● Given text
———
U.S. Secretary of Homeland Security Alejandro Mayorkas, seen here on March 2 at a FEMA community vaccination center in Philadelphia, announced Saturday the agency will assist with the influx of migrant children at the U.S. southern border.
Mark Makela
Getty Images
U.S. Secretary of Homeland Security Alejandro Mayorkas, seen here on March 2 at a FEMA community vaccination center in Philadelphia, announced Saturday the agency will assist with the influx of migrant children at the U.S. southern border.

The Biden administration is mobilizing the Federal Emergency Management Agency, which is known for responding to natural disasters and other crises, to support an effort over the next 90 days to process the growing number of unaccompanied migrant children arriving at the U.S. southern border.

The Department of Homeland Security said in a statement Saturday evening that the federal government is working to move unaccompanied children from U.S. Customs and Border Protection to the Department of Health and Human Services and "place them with a family member or sponsor until their immigration is adjudicated."

As NPR's Franco Ordoñez and John Burnett reported Thursday, a record number of minors are being held in warehouse-like detention facilities run by Customs and Border Protection, as the number of children arriving at the border without their parents grows faster than the Biden administration is able to transfer them.

"I am incredibly proud of the agents of the Border Patrol, who have been working around the clock in difficult circumstances to take care of children temporarily in our care," Homeland Security Secretary Alejandro Mayorkas said in Saturday's statement. "Yet, as I have said many times, a Border Patrol facility is no place for a child."

The Biden administration has been rolling back various immigration measures implemented by former President Donald Trump, including terminating a 2018 agreement between DHS and HHS that encouraged child welfare officers to share personal information about potential sponsors for unaccompanied children with immigration enforcement agents.
———
● Dataset content
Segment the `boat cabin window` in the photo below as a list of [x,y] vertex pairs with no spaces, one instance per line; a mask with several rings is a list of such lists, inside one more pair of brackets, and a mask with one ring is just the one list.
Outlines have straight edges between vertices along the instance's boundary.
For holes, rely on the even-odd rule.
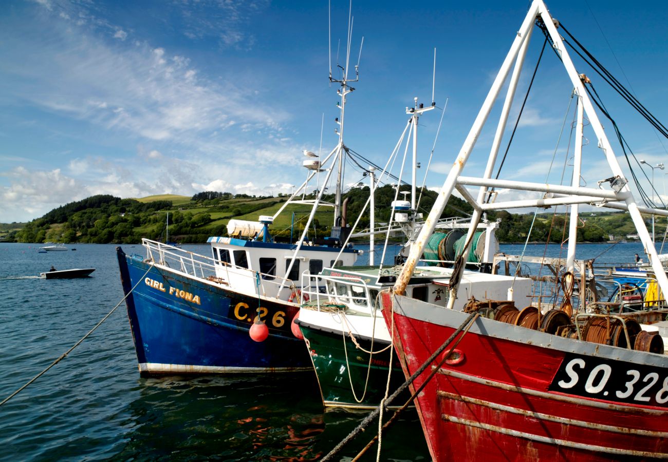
———
● Study questions
(1) In the article about FEMA and unaccompanied migrant children, over how many days will the support effort run?
(2) Please retype the part of the article about FEMA and migrant children between "Mark Makela" and "arriving at the U.S. southern border.", inclusive.
(3) Continue the article about FEMA's role with unaccompanied migrant children from the point where it stops.

● Exercise results
(1) The next 90 days.

(2)
Mark Makela
Getty Images
U.S. Secretary of Homeland Security Alejandro Mayorkas, seen here on March 2 at a FEMA community vaccination center in Philadelphia, announced Saturday the agency will assist with the influx of migrant children at the U.S. southern border.

The Biden administration is mobilizing the Federal Emergency Management Agency, which is known for responding to natural disasters and other crises, to support an effort over the next 90 days to process the growing number of unaccompanied migrant children arriving at the U.S. southern border.

(3)
At the same time, the administration is grappling with surging numbers of migrants arriving at the border, especially children without guardians.

Mayorkas said addressing the needs of unaccompanied children is made more challenging because of the ongoing public health crisis.

He added: "As a result of the public health imperative, adults and accompanied children are subject to COVID-19 related travel restrictions and are returned to Mexico under the statutory authority of the CDC."

Press secretary Jen Psaki has said the White House is working to increase the number of HHS facilities where children can be housed that follow CDC guidelines.

Political fault lines

As with nearly everything in Washington, D.C., reaction to the situation at the southern border falls along political fault lines.

House GOP leader Kevin McCarthy of California has laid blame at the feet of the Biden administration and plans to lead a delegation of 12 Republican lawmakers to visit the border on Monday.

"You can't help but notice that the administration changes, and there's a surge," Sen. Bill Cassidy, R-La., told Fox News Sunday.

It's not the first time. Due to previous surges of unaccompanied children at the border, the federal government declared humanitarian crises in 2014 under former President Barack Obama and in 2018-'19 under Trump.

Democrats argue the latest surge in migrants is a result of failed policies under the Trump administration.

Rep. Veronica Escobar, D-Texas, told CNN's State of the Union on Sunday that the influx of migrants is "an enormous challenge and it's unacceptable."

"We also, I think, need to acknowledge that the flow of humanity arriving at our front door never stopped," she said. "The Donald Trump administration didn't stop them and what we are seeing today is the consequence of four years of dismantling every system in place to address this with humanity and compassion."

House Speaker Nancy Pelosi, D-Calif., said she's "pleased" with the Biden administration's decision to send FEMA to the border.

"This is a humanitarian challenge to all of us," she said Sunday on ABC's This Week. "What the administration has inherited is a broken system at the border and they are working to correct that in the children's interest."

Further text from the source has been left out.